++++ Selected passage

Kandula, 23, was struck by a police vehicle driven by Officer Kevin Dave when she was crossing a street in Seattle on January 23. He was driving 74 mph (more than 119 kmh) on the way to a report of a drug overdose call. Kandula was thrown 100 feet when she was struck by the speeding police patrol vehicle.

In bodycam footage released on Monday by the Seattle Police Department, Officer Daniel Auderer laughed about the deadly crash and dismissed any implication Dave might be at fault or that a criminal investigation was necessary.

In the video, Auderer can be heard saying, "Yeah, just write a cheque. USD 11,000. She was 26 anyway, she had limited value."

"The video captures only one side of the conversation. There is much more detail and nuance that has not been made public yet...," the Seattle Police Officers Guild said in a statement on Friday as it also released a letter written by its officer Auderer in which the latter said that he intended the comment as a mockery of lawyers.

Officer Auderer claimed his joke that the city should just write a check was taken out of context during a private call he didn't know was being recorded by his department-issued body camera.

In the letter dated August 3 to the Office of Police Accountability, Auderer said he laughed at the ridiculousness of how these incidents are litigated and the ridiculousness of how he has watched these incidents play out as two parties bargain over a tragedy.

"At the time I believed the conversation was private and not being recorded. The conversation was also not within the course of my duties," he wrote in his letter to Gino Betts, director Office of Police Accountability.

++++++++
++++ Data excerpts

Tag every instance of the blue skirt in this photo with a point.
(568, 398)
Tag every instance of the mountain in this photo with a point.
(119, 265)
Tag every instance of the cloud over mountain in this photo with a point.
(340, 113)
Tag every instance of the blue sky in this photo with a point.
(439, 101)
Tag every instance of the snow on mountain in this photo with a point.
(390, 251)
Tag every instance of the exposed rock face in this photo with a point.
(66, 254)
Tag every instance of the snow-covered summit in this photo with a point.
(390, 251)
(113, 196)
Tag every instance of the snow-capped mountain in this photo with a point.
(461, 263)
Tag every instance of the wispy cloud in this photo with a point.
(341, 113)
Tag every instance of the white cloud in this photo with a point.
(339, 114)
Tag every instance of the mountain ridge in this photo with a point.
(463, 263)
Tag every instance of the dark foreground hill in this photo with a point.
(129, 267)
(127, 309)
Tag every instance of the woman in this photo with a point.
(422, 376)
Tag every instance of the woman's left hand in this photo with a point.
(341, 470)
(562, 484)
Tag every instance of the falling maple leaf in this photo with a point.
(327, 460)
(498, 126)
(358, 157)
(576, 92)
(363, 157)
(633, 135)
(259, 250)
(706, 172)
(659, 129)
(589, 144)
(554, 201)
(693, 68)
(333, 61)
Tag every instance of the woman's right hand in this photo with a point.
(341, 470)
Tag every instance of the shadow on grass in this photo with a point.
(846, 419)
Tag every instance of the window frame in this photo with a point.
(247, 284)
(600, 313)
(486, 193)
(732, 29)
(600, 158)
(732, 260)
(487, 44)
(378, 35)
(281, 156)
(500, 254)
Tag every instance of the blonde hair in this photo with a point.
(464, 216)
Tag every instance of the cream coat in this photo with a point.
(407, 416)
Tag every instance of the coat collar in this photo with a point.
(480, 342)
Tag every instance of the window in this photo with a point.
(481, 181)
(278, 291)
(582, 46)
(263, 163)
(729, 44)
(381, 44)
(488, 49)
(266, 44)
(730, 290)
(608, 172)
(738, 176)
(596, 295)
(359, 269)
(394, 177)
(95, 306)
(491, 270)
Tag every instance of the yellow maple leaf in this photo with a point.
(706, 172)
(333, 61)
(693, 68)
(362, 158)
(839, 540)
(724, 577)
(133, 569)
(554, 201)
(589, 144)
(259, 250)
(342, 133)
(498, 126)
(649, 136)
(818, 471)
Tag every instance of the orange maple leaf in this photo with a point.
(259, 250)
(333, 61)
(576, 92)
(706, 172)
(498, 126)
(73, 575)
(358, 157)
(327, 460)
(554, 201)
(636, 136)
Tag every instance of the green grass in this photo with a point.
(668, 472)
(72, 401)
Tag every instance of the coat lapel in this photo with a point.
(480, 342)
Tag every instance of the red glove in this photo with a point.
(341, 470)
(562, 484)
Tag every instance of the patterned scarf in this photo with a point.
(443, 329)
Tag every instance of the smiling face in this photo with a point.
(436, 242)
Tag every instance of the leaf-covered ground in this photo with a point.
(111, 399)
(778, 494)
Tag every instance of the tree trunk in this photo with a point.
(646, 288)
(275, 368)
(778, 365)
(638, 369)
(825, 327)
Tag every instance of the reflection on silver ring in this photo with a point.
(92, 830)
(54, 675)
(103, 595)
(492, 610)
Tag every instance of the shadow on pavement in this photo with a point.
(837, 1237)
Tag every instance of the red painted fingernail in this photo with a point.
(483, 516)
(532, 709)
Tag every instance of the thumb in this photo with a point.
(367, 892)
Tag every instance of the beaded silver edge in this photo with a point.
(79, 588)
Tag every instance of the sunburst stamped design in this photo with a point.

++++++++

▸ **Things to do**
1. Reproduce verbatim the portion of the news excerpt starting at "In the letter" and ending at "of Police Accountability.".
2. Duplicate the records line for line, starting at the line that contains "Tag every instance of the red glove" and ending at the final line of the records.

▸ **Results of the exercise**
1.
In the letter dated August 3 to the Office of Police Accountability, Auderer said he laughed at the ridiculousness of how these incidents are litigated and the ridiculousness of how he has watched these incidents play out as two parties bargain over a tragedy.

"At the time I believed the conversation was private and not being recorded. The conversation was also not within the course of my duties," he wrote in his letter to Gino Betts, director Office of Police Accountability.

2.
Tag every instance of the red glove in this photo with a point.
(341, 470)
(562, 484)
Tag every instance of the patterned scarf in this photo with a point.
(443, 329)
Tag every instance of the smiling face in this photo with a point.
(436, 242)
Tag every instance of the leaf-covered ground in this photo with a point.
(111, 399)
(778, 494)
Tag every instance of the tree trunk in this photo with a point.
(646, 288)
(275, 368)
(778, 365)
(638, 369)
(825, 327)
Tag every instance of the reflection on silver ring in this photo with a point.
(92, 830)
(54, 675)
(103, 595)
(492, 610)
Tag every instance of the shadow on pavement in this photo with a point.
(837, 1237)
Tag every instance of the red painted fingernail in this photo with a point.
(483, 516)
(532, 709)
Tag every instance of the thumb in this photo with a point.
(367, 892)
Tag every instance of the beaded silver edge in this photo with a point.
(79, 588)
Tag every instance of the sunburst stamped design in this photo with a point.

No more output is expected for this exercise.